**What needs to be done:** Verbatim output of the full listing is required.
____
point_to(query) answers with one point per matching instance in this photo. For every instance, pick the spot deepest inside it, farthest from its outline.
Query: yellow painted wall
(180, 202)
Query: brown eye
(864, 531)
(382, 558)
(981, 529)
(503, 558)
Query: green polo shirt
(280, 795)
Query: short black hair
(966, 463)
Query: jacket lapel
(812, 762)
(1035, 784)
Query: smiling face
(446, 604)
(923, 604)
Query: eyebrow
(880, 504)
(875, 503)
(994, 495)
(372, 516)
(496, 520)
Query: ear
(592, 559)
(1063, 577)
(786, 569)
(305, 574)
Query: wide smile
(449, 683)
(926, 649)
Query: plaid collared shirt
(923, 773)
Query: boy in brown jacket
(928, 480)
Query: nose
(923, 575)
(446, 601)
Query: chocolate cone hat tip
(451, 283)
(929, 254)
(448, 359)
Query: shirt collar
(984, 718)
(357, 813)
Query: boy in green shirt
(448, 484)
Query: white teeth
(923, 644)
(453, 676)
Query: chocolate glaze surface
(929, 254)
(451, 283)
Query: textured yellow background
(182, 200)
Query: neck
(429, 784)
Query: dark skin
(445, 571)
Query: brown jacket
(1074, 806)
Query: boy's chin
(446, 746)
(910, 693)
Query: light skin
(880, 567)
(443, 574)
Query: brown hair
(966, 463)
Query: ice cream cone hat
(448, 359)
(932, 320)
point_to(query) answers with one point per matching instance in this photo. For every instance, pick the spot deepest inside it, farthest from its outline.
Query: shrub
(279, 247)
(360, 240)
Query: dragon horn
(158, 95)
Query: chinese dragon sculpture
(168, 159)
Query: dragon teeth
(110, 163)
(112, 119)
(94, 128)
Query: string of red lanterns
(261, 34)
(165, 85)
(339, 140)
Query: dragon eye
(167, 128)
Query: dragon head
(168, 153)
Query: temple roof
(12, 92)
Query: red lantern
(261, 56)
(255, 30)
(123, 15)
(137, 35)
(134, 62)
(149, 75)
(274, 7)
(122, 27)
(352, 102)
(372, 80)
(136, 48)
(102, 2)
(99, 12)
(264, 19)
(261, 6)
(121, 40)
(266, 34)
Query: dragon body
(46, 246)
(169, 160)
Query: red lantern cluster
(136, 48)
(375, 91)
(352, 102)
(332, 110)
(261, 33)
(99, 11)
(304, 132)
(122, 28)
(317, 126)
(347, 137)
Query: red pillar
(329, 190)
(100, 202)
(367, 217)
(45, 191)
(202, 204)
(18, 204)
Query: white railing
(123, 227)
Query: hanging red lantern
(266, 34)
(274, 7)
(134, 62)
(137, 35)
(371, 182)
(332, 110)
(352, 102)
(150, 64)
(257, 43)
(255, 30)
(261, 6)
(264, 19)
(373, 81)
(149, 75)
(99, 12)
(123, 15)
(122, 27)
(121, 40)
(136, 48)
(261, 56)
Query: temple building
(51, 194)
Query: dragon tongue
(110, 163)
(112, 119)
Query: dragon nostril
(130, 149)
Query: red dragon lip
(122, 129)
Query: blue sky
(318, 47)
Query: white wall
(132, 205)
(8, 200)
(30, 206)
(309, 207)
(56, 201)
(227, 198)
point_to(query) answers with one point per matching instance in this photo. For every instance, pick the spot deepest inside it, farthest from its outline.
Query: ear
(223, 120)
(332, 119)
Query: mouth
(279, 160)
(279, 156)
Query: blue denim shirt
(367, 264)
____
**Result:**
point_to(query) answers with one point per matching instance in this photo. For every instance, pick the spot deepest inside it, farthest from its outline.
Query: yellow painted wall
(180, 202)
Query: brown eye
(864, 531)
(382, 558)
(981, 529)
(503, 558)
Query: green polo shirt
(280, 795)
Query: short black hair
(966, 463)
Query: jacket lapel
(812, 762)
(1035, 784)
Query: smiling face
(446, 604)
(923, 604)
Query: eyebrow
(880, 504)
(875, 503)
(994, 495)
(372, 516)
(496, 520)
Query: ear
(592, 559)
(1063, 577)
(786, 569)
(305, 574)
Query: wide smile
(449, 683)
(926, 649)
Query: plaid collared shirt
(923, 773)
Query: boy in brown jacket
(928, 480)
Query: nose
(923, 575)
(446, 601)
Query: chocolate cone hat tip
(451, 283)
(929, 254)
(448, 359)
Query: shirt collar
(984, 718)
(357, 813)
Query: boy in green shirt
(448, 484)
Query: white teeth
(923, 644)
(453, 676)
Query: chocolate glaze surface
(929, 254)
(451, 283)
Query: textured yellow background
(182, 200)
Query: neck
(429, 784)
Query: dark skin
(445, 571)
Query: brown jacket
(1074, 806)
Query: boy's chin
(446, 746)
(910, 693)
Query: light skin
(880, 567)
(443, 574)
Query: brown hair
(966, 463)
Query: ice cream cone hat
(448, 359)
(932, 320)
point_to(query) answers with one point per matching instance in this photo. For every instance, pick the spot deepest inside it, farthest from its outline.
Query: shrub
(279, 247)
(360, 240)
Query: dragon horn
(158, 95)
Query: chinese dragon sculpture
(168, 159)
Query: dragon teeth
(110, 163)
(112, 119)
(94, 128)
Query: string of red lanterns
(261, 34)
(165, 85)
(339, 140)
Query: dragon eye
(167, 128)
Query: dragon head
(168, 153)
Query: temple roof
(12, 92)
Query: red lantern
(261, 56)
(255, 30)
(123, 15)
(137, 35)
(134, 62)
(149, 75)
(274, 7)
(122, 27)
(352, 102)
(372, 80)
(136, 48)
(102, 2)
(99, 12)
(264, 19)
(261, 6)
(121, 40)
(266, 34)
Query: dragon body
(46, 246)
(169, 160)
Query: red lantern cluster
(136, 48)
(375, 91)
(352, 102)
(332, 110)
(261, 33)
(99, 11)
(304, 132)
(122, 28)
(317, 126)
(347, 137)
Query: red pillar
(329, 190)
(100, 202)
(367, 217)
(45, 191)
(202, 204)
(18, 204)
Query: white railing
(123, 227)
Query: hanging red lantern
(266, 34)
(274, 7)
(134, 62)
(137, 35)
(371, 182)
(332, 110)
(352, 102)
(150, 64)
(257, 43)
(255, 30)
(261, 6)
(264, 19)
(373, 81)
(149, 75)
(99, 12)
(123, 15)
(122, 27)
(121, 40)
(136, 48)
(261, 56)
Query: temple building
(51, 194)
Query: dragon tongue
(110, 163)
(112, 119)
Query: dragon nostril
(130, 149)
Query: red dragon lip
(122, 129)
Query: blue sky
(318, 47)
Query: white wall
(132, 205)
(8, 200)
(30, 206)
(309, 207)
(56, 201)
(227, 198)
point_to(query) answers with one point per matching instance in this photo. For every instance, pick the spot deepest inside it, farthest from its outline.
Query: ear
(223, 120)
(332, 119)
Query: mouth
(279, 160)
(279, 156)
Query: blue denim shirt
(367, 264)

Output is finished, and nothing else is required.